*WORK TO BE COMPLETED:*
Each entry needs to be reproduced exactly, with none left out.

SOURCE RECORDS section start

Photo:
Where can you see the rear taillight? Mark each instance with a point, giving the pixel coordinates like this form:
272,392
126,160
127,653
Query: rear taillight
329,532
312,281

SOURCE RECORDS section end

*RESULT OF THIS EXERCISE:*
Photo:
Where can you see the rear taillight? Mark each instance with a point, giving the pixel coordinates like this form:
272,392
126,160
127,653
Query: rear taillight
329,532
312,281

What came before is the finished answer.